Source records
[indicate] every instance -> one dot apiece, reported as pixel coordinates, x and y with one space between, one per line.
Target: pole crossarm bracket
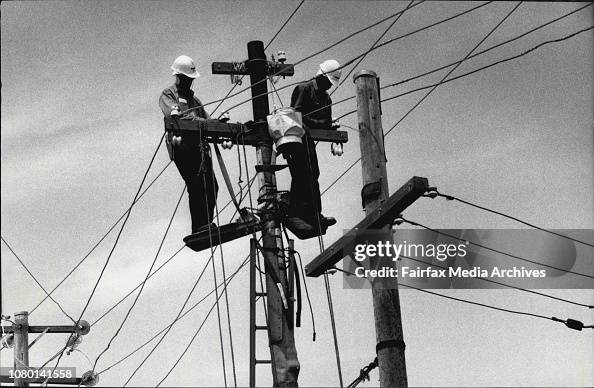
82 329
216 131
383 215
40 380
242 68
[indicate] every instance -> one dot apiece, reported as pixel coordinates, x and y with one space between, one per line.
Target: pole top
367 73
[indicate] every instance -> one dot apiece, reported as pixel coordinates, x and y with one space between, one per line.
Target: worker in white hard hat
193 161
311 98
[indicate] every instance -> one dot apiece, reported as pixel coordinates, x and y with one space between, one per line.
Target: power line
435 85
228 281
311 56
117 332
504 284
570 323
111 251
36 281
199 328
138 286
443 80
402 219
372 46
460 61
452 198
101 239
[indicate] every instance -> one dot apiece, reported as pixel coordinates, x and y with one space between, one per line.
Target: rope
101 239
344 79
224 276
37 281
143 283
110 253
493 249
452 198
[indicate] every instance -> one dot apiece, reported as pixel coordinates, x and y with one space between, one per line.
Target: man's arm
166 102
301 102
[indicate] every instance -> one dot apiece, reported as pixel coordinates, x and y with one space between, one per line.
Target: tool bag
285 126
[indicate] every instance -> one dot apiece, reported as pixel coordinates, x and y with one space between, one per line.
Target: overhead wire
502 284
364 55
111 251
456 62
172 323
148 274
567 322
101 239
35 279
453 198
317 53
418 103
138 286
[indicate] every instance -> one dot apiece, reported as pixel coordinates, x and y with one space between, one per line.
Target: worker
192 160
311 98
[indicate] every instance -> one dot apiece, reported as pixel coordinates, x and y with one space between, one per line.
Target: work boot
203 228
327 221
298 224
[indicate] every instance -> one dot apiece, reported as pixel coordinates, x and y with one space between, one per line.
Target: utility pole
21 346
386 303
282 341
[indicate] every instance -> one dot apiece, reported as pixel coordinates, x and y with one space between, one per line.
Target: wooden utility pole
386 303
21 346
282 341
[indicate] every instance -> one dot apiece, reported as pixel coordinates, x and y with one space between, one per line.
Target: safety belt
243 213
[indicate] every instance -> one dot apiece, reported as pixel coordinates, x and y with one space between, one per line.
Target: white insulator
335 123
336 149
8 341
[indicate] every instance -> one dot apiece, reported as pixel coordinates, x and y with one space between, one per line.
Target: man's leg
200 186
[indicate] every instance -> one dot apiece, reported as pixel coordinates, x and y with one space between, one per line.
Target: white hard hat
331 69
185 65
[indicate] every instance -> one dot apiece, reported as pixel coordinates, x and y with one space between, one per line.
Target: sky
80 122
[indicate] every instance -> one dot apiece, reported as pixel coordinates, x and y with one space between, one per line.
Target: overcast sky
80 121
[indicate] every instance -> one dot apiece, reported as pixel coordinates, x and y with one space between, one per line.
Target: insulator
73 341
335 123
83 327
225 117
227 144
337 149
8 341
176 140
89 379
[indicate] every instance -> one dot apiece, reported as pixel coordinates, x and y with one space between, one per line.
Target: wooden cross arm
216 131
383 215
275 68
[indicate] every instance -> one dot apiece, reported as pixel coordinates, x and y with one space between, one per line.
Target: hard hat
185 65
331 69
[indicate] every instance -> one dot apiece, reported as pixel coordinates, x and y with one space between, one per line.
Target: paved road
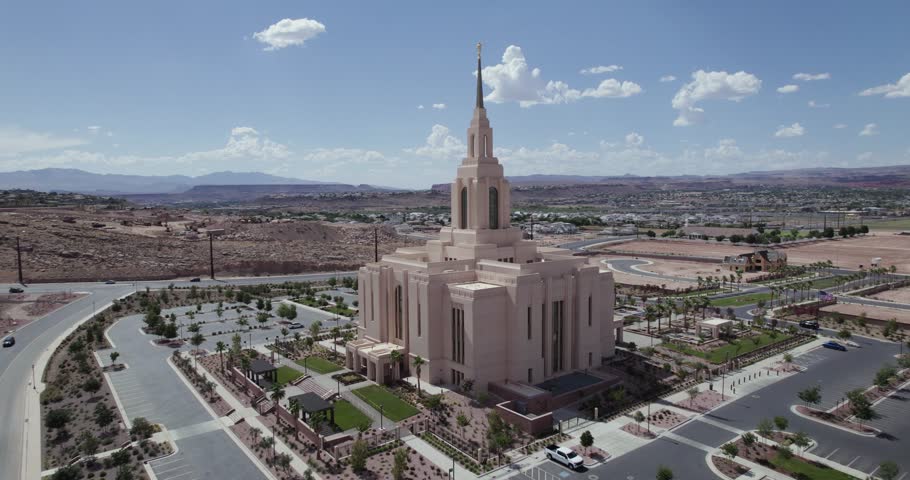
836 372
33 339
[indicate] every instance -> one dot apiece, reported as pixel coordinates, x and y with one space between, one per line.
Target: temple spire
479 103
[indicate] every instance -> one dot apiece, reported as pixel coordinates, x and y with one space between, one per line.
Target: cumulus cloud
869 130
440 145
634 139
514 80
788 89
809 77
891 90
288 33
795 130
600 69
16 141
711 86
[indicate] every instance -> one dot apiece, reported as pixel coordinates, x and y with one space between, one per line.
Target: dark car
834 346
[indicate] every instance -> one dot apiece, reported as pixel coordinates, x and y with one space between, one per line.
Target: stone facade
480 303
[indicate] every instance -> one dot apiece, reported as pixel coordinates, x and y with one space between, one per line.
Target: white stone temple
480 303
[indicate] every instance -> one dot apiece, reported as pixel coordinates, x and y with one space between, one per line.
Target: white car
564 456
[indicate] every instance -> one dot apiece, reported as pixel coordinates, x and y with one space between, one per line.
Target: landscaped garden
318 364
391 406
347 416
731 348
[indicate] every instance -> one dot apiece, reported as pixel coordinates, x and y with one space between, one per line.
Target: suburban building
766 260
480 303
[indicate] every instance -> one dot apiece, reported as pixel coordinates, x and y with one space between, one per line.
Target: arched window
463 223
494 208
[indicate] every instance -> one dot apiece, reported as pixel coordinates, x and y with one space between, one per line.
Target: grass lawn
319 365
347 416
741 300
394 408
287 374
719 354
795 466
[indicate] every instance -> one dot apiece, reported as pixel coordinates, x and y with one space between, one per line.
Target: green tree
360 450
888 470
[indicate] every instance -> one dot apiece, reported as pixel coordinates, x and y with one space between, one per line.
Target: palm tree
220 347
418 362
276 393
395 357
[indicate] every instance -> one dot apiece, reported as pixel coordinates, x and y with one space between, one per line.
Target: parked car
564 456
834 346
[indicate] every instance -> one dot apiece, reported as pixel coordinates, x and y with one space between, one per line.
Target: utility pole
211 256
19 259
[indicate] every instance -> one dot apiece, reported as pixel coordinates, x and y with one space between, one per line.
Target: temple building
480 303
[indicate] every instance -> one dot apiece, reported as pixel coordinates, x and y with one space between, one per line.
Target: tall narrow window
463 224
590 320
398 313
494 208
529 323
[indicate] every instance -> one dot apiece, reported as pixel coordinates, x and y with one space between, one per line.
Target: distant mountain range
75 180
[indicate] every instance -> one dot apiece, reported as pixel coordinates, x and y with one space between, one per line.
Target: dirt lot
690 269
900 295
18 309
872 312
85 245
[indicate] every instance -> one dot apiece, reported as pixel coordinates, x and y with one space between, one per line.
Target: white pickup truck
564 456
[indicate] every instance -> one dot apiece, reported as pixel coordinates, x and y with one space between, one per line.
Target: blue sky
332 93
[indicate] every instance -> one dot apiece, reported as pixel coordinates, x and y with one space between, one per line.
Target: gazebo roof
310 402
260 366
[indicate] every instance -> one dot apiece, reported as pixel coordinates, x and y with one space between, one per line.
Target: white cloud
869 130
287 33
600 69
891 90
514 81
711 86
440 145
808 77
16 141
795 130
634 139
788 89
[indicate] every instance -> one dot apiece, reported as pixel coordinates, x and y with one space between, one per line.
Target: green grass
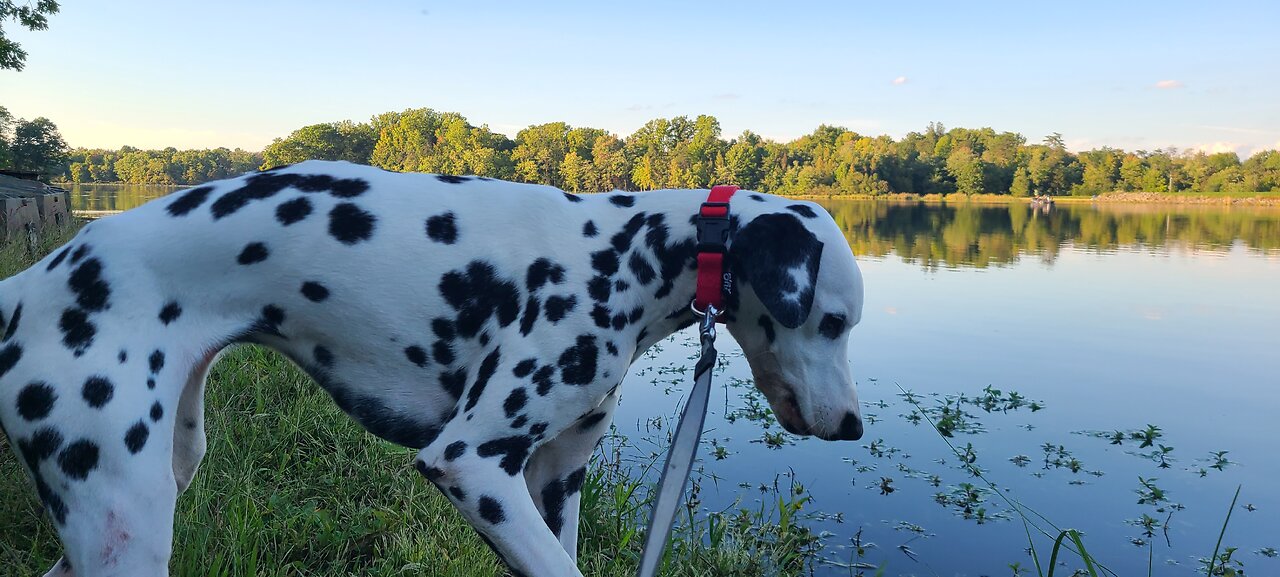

● What you have to do:
From the source records above, pick out every line that contains the string "worker" and copy each one in full.

● Written response:
Target: worker in white hard hat
Target: worker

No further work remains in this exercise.